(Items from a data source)
──────
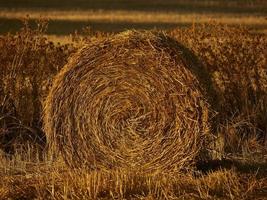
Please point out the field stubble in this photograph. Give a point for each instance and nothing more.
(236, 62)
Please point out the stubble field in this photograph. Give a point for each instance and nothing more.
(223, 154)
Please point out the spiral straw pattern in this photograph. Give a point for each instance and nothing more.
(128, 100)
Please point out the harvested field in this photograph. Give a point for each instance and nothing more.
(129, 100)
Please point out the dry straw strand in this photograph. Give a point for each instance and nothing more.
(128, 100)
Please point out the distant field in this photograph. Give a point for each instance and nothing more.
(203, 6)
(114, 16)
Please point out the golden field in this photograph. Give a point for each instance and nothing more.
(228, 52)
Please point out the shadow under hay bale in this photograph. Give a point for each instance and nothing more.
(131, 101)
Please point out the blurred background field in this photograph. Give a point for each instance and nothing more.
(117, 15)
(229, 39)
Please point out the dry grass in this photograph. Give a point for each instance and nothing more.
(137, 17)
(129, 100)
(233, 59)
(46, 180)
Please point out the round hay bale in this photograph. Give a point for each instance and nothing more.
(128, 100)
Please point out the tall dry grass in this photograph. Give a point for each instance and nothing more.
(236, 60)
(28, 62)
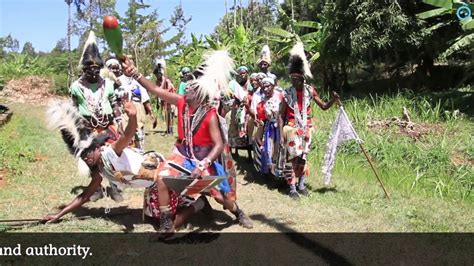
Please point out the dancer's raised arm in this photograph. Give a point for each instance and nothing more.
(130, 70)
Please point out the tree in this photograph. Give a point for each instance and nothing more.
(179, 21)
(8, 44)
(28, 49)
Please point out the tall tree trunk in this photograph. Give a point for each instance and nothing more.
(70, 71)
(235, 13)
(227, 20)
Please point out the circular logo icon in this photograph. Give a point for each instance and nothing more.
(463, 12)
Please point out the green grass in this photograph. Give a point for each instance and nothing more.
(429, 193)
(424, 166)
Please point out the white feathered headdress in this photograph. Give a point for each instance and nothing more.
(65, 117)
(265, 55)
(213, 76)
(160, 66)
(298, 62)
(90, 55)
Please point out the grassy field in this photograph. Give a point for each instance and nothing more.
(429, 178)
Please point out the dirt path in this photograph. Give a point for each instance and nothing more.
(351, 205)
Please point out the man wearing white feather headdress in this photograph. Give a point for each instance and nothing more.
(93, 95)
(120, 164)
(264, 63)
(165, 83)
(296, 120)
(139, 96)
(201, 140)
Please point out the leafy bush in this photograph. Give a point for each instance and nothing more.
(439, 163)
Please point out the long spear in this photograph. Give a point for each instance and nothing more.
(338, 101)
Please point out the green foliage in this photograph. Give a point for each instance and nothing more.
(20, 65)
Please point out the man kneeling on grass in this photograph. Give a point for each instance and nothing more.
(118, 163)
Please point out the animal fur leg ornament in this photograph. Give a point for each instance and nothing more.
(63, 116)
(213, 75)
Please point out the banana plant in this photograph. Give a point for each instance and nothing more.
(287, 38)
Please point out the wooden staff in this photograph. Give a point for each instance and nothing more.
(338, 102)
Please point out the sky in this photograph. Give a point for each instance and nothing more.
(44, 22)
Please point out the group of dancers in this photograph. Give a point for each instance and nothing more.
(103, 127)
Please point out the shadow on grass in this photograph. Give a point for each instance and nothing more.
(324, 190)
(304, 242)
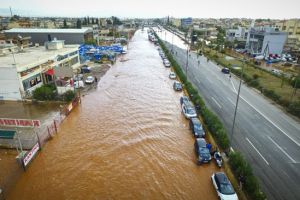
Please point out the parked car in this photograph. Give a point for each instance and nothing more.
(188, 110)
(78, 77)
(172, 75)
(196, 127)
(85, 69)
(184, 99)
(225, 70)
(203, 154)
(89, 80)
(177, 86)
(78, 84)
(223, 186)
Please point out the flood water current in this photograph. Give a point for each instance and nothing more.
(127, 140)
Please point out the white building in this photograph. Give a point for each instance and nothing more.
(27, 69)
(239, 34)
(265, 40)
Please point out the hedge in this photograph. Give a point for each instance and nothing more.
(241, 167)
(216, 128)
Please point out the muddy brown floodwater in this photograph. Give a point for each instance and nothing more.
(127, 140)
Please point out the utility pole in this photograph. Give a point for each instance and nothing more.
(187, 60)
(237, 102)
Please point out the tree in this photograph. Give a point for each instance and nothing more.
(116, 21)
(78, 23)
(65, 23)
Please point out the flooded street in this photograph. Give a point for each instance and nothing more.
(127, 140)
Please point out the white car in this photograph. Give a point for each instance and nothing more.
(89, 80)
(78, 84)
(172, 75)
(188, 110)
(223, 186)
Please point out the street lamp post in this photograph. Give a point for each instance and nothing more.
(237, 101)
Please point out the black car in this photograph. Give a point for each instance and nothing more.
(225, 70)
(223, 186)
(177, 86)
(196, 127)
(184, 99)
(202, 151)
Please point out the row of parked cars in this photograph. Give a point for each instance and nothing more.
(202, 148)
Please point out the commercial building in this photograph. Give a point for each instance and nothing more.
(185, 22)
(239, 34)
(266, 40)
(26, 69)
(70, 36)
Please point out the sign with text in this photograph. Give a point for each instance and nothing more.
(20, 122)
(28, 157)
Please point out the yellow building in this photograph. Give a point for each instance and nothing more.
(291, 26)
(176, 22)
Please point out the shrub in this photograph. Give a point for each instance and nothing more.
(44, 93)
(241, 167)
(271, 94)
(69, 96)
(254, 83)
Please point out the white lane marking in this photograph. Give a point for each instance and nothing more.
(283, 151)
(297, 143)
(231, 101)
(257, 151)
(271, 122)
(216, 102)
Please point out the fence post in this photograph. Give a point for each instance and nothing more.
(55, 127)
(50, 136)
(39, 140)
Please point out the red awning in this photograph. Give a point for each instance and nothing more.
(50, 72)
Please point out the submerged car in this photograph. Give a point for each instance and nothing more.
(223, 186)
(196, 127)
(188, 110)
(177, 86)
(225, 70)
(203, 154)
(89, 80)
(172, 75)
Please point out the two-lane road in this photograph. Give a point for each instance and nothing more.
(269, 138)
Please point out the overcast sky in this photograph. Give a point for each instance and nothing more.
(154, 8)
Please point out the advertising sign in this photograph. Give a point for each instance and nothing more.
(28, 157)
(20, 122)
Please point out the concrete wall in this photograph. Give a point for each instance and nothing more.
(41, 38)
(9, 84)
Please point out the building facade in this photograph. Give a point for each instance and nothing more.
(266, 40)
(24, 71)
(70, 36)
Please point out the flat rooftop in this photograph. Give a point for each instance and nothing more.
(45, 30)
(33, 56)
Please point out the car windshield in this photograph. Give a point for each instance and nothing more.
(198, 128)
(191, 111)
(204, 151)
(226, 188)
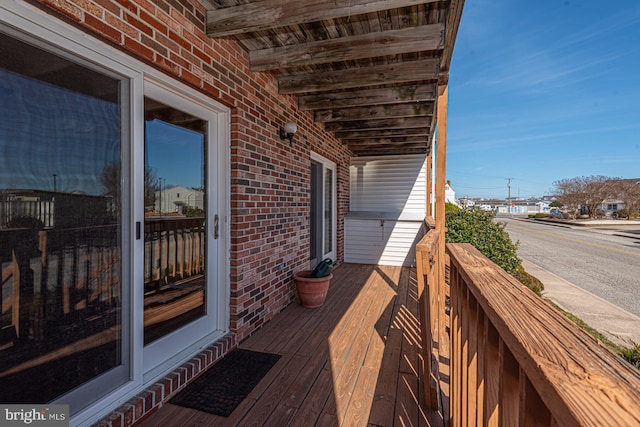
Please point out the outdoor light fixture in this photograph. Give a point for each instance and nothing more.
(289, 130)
──────
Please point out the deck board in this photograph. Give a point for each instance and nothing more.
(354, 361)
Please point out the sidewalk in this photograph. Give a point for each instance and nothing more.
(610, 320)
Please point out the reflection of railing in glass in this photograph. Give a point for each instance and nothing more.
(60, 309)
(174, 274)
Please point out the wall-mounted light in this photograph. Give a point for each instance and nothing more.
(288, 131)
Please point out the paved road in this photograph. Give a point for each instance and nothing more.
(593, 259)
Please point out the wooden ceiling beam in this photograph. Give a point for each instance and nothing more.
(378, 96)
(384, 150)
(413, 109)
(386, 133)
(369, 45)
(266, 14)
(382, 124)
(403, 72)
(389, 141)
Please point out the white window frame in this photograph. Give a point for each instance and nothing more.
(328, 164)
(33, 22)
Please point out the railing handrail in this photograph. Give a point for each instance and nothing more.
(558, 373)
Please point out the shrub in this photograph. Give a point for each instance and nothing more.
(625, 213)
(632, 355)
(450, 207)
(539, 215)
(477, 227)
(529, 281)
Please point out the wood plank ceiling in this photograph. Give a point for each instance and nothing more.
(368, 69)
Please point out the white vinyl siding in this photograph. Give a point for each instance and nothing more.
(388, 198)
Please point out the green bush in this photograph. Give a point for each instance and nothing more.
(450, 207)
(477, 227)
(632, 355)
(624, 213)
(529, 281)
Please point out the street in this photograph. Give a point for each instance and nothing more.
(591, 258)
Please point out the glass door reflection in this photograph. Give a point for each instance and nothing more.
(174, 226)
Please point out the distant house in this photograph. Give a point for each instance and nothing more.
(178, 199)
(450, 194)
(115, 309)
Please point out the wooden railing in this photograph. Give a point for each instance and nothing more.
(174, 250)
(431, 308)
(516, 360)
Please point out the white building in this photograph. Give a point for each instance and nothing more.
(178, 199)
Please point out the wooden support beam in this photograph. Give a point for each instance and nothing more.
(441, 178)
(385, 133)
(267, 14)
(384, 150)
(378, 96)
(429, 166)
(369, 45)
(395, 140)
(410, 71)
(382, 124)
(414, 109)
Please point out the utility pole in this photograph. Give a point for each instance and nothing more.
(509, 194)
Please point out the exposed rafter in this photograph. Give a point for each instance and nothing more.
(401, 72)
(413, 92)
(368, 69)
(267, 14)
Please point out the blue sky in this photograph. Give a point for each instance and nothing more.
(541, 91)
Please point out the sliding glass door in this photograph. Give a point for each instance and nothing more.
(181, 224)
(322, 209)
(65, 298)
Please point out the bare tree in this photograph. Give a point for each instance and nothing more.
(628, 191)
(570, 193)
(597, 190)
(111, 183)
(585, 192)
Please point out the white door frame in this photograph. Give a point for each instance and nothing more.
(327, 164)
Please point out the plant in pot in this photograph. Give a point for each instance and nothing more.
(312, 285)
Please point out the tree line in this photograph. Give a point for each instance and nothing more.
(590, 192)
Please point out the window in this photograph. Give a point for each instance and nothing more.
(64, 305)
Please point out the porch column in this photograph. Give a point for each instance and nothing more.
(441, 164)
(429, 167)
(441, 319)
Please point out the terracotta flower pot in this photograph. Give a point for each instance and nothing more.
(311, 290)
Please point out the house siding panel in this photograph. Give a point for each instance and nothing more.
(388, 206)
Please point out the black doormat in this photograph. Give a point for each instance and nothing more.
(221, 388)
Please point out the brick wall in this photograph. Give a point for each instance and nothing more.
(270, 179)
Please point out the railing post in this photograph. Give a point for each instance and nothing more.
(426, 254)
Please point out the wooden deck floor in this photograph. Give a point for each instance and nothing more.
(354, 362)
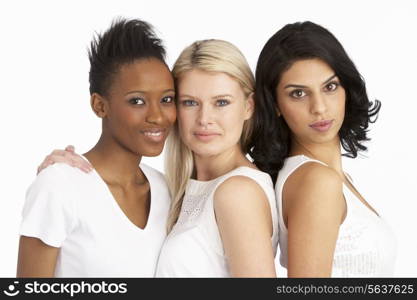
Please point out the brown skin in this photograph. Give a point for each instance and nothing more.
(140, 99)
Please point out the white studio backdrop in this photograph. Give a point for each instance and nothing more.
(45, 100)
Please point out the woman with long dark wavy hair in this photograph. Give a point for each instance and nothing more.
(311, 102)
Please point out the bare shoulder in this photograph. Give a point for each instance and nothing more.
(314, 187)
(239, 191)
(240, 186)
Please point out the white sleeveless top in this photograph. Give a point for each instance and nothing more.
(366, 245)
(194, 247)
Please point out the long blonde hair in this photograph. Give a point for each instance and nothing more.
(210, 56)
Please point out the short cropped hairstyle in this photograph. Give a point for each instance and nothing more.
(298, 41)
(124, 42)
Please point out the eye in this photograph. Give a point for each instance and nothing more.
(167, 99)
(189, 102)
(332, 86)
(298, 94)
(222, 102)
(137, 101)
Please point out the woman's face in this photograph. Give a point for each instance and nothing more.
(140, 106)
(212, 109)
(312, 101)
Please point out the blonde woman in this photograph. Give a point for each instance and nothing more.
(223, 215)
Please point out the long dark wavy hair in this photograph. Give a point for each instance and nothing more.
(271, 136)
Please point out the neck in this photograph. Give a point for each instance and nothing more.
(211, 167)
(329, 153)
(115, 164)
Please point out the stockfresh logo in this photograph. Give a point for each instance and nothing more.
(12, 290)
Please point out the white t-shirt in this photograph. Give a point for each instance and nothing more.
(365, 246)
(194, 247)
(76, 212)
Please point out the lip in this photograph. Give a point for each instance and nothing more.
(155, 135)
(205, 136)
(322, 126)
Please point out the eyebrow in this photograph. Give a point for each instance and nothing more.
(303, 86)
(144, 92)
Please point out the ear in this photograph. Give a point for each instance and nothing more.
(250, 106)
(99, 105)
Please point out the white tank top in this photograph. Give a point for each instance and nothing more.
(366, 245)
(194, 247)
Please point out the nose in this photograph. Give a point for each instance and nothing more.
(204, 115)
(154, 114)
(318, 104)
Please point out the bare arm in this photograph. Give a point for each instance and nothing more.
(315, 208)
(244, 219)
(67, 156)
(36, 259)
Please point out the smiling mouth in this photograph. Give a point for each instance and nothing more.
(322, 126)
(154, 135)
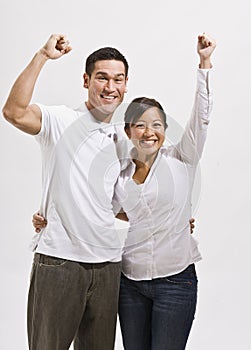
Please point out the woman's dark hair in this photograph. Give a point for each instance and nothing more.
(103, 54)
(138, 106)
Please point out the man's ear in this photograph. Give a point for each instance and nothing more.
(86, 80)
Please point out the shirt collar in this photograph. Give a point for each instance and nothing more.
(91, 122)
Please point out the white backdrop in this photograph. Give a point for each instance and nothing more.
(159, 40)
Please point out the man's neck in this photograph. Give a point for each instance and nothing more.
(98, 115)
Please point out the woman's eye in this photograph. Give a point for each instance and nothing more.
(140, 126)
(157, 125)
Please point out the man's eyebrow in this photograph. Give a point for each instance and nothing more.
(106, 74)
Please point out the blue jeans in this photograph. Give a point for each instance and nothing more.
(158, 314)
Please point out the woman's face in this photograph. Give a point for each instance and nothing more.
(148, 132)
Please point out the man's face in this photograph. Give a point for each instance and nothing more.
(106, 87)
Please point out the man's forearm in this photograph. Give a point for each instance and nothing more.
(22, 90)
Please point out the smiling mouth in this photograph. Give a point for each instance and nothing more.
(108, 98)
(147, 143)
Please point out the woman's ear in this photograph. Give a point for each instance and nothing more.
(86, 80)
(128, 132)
──────
**Exercise instructions:** State how many lines of the items above contain the word "neck". Provide only the number.

**Correct answer:** 2